→ **PROVIDED DATA**
:::::

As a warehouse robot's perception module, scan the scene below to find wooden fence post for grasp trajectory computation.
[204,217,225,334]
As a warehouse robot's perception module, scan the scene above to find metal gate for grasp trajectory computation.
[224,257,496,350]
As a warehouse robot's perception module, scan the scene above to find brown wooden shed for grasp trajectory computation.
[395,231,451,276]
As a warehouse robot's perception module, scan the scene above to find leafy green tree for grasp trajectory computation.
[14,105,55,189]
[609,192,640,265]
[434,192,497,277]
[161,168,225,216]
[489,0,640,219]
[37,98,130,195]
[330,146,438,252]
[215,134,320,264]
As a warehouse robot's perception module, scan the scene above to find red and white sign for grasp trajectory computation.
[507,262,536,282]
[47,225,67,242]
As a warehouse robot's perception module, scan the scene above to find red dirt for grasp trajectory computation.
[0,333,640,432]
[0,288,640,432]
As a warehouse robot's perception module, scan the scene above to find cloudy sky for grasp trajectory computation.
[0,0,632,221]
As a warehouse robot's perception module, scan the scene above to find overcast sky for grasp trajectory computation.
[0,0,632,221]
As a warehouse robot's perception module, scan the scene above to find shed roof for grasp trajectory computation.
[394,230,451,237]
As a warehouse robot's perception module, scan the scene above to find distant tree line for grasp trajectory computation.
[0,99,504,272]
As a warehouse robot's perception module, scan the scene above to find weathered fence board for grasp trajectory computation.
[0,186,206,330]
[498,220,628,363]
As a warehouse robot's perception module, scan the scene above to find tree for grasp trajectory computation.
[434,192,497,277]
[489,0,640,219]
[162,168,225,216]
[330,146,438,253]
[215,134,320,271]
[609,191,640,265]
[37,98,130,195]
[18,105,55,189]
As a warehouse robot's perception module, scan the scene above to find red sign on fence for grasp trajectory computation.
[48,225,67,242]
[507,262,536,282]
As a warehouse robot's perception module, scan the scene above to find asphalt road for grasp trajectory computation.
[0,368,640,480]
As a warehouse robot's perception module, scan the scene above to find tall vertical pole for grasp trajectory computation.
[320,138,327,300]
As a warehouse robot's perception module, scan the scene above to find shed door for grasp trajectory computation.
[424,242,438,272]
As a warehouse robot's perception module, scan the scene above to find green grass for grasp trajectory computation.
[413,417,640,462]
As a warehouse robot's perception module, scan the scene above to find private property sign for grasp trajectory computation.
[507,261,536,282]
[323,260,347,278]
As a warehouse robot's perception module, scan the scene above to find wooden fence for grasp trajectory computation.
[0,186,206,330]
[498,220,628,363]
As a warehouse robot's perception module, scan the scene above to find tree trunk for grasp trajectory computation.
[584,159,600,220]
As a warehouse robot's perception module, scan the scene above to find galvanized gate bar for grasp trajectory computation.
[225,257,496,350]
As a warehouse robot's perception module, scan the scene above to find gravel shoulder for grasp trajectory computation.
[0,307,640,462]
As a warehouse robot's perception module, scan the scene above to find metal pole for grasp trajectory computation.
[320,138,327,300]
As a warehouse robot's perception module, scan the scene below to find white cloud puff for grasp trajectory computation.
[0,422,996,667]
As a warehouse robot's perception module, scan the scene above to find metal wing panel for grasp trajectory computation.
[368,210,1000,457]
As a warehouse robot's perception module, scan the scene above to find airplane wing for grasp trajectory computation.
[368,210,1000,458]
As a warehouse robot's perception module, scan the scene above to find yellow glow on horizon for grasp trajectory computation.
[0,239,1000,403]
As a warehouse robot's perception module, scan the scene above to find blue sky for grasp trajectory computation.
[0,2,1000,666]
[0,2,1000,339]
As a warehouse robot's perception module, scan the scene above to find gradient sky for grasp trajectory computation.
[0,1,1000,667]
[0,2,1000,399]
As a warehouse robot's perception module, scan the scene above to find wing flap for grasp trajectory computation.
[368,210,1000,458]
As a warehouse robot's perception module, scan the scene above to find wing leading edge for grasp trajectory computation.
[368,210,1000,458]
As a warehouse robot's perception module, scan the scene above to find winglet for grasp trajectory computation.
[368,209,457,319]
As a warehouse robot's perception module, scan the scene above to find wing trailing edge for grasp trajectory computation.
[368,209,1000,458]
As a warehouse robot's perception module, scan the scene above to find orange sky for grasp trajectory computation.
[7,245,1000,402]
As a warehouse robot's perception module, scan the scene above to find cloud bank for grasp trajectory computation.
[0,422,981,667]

:::::

Copy all of the material above word for word, keeping every line in its original order.

As a warehouse robot's perception module, scan the scene below to find wooden fence post for grasp trajectory computation.
[204,217,225,334]
As a warehouse robot's perception module, scan the scene above to find metal gate for grasp trajectory computation.
[224,257,496,350]
As a warehouse robot's perception module, scan the scene above to find brown wooden shed for grasp trajectory computation.
[395,231,451,276]
As a warehouse robot's perception module, scan the scene above to find leafy green tree for grasp trajectory computation.
[14,105,55,189]
[609,192,640,265]
[434,192,497,277]
[161,168,225,216]
[489,0,640,219]
[37,98,130,195]
[330,146,438,252]
[215,134,320,264]
As a warehouse robot's perception module, scan the scene above to find red and white sign for grasp trajectory computation.
[507,262,536,282]
[47,225,67,242]
As a warehouse robot's perception module, scan the scene above to find red dirt for grasp trajectory computation.
[0,333,640,432]
[0,288,640,432]
As a warehouse robot's perception module, scan the scene above to find cloudy sky for grasp trajectory computation.
[0,0,632,221]
As a warehouse robot's perception module, scan the scene above to find overcast sky for grasp trajectory computation.
[0,0,632,221]
As a warehouse robot's perception module, scan the scene above to find shed roof for grasp trajectory computation.
[394,230,451,237]
As a warehouse robot's perception module, scan the scene above to find distant tree line for grasp trajectory computation.
[0,99,504,272]
As a warehouse robot's perception module, scan the scene above to find weathered fence board for grasp trajectory computation.
[0,186,206,330]
[498,220,628,363]
As a warehouse robot's perception module, scan the scene above to find tree for grasp trajectory computation.
[434,192,497,277]
[489,0,640,219]
[162,168,225,216]
[330,146,438,253]
[215,134,320,271]
[609,191,640,265]
[37,98,130,195]
[18,105,55,189]
As a warehouse robot's perception module, scan the scene above to find red sign on fence for grasp trajectory computation.
[48,225,67,242]
[507,262,536,282]
As a warehouse robot's perception module, scan the scene above to find asphalt road for grasp trajectory computation.
[0,368,640,480]
As a warehouse robot's perception module, scan the scene above to find tall vertical pole for grasp trajectory computation.
[320,138,327,300]
As a warehouse robot's perception module, scan the scene above to find shed door for grasp trajectory computation.
[424,242,438,272]
As a warehouse robot's perception module, scan the scene above to find green grass for grasp trajectory computation.
[413,417,640,462]
As a warehouse robot's perception module, scan the scene above to find private property sign for grasp trajectory computation.
[507,261,536,282]
[323,260,347,278]
As a warehouse robot's perception module, scan the scene above to find wooden fence for grasp trajectory computation.
[0,186,206,330]
[498,220,628,363]
As a warehouse robot's perception module, scan the scene above to find tree trunk for grasp trajectory computation.
[584,159,600,220]
As a warehouse robot's perception module, scan the scene above to find galvanized gate bar for grasp trajectory computation.
[225,257,496,350]
As a warehouse robot's perception module, scan the scene above to find gravel shoulder for grasp trajectory computation.
[0,307,640,462]
As a warehouse robot's perception module, scan the scene above to find metal pole for grasp trajectory computation.
[320,138,327,300]
As a warehouse robot's perception module, scan the scene below to find white cloud puff for grasp trajectory computation.
[0,422,996,667]
As a warehouse robot's perception module, scan the scene above to find metal wing panel for grasp trajectory computation.
[368,210,1000,457]
As a warehouse robot's perception module, scan the scene above to find airplane wing for grasp trajectory computation.
[368,210,1000,458]
As a warehouse robot's perception module, scan the scene above to find yellow glow on horizon for grasp trajectory computation.
[0,239,1000,403]
As a warehouse robot's perception module, scan the scene above to find blue sky for grasp trajectory computation.
[0,2,1000,666]
[0,2,1000,339]
As a warehouse robot's perception module, scan the scene above to find gradient sky for grasp trajectory computation.
[0,1,1000,667]
[0,2,1000,399]
As a warehouse robot's perception module, scan the scene above to find wing flap for grasp trajectory computation.
[368,210,1000,458]
As a warehouse robot's perception module, scan the scene above to find wing leading edge for grasp trajectory computation.
[368,210,1000,458]
As a warehouse robot's perception module, scan the scene above to find winglet for grasp trajectory computation.
[368,209,457,319]
As a warehouse robot's perception module, scan the scene above to find wing trailing edge for grasp trajectory computation.
[368,209,1000,458]
As a warehouse robot's perception module, scan the scene above to find orange sky for grasp trajectory computation.
[7,245,1000,402]
As a warehouse robot's perception module, scan the scene above to find cloud bank for grasp trajectory computation.
[0,422,981,667]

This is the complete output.